== Material supplied ==
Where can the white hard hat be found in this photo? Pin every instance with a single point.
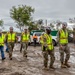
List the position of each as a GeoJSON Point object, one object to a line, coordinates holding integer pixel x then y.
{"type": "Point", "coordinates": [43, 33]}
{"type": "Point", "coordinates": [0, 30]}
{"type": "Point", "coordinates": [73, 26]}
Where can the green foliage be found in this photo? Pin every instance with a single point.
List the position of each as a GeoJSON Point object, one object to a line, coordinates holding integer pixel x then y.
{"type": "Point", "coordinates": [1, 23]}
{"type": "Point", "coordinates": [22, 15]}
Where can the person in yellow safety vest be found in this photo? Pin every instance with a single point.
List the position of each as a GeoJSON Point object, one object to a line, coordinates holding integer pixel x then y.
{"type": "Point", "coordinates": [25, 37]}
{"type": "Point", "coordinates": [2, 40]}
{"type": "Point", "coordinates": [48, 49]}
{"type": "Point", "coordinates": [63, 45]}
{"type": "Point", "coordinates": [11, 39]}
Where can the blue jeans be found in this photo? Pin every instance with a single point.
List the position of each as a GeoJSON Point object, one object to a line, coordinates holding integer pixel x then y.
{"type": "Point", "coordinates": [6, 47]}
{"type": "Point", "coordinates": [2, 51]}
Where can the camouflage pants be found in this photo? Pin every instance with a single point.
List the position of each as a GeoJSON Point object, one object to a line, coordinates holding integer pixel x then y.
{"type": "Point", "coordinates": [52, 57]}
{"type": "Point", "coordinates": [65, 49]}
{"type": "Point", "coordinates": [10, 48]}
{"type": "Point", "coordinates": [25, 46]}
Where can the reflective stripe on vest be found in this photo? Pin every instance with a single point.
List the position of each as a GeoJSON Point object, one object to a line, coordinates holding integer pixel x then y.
===
Start copying at the line that contains "Where can the person" and stop after the last line of the records, keeping every line exactly.

> _Response_
Where can the person in yellow safety vest be found in this photo? Pin every instance with a single point.
List the position of each as a GeoJSON Point object, one object to a line, coordinates holding integer pixel x then y.
{"type": "Point", "coordinates": [25, 37]}
{"type": "Point", "coordinates": [2, 40]}
{"type": "Point", "coordinates": [48, 49]}
{"type": "Point", "coordinates": [63, 45]}
{"type": "Point", "coordinates": [11, 39]}
Where can the blue jeans be found in this photo? Pin every instance with a single point.
List the position of each as a GeoJSON Point object, one object to a line, coordinates holding integer pixel x then y.
{"type": "Point", "coordinates": [6, 47]}
{"type": "Point", "coordinates": [2, 51]}
Where can the camouflage pants be found in this photo? Pin every instance with a single point.
List the position of each as a GeoJSON Point object, one object to a line, coordinates holding integer pixel x then y.
{"type": "Point", "coordinates": [52, 57]}
{"type": "Point", "coordinates": [65, 49]}
{"type": "Point", "coordinates": [10, 48]}
{"type": "Point", "coordinates": [25, 46]}
Where can the reflective stripe on vest be found in this photo? Pin every instance with a single point.
List the position of each as a GeoJSON Point object, one object to a line, coordinates holding integer pixel x then y.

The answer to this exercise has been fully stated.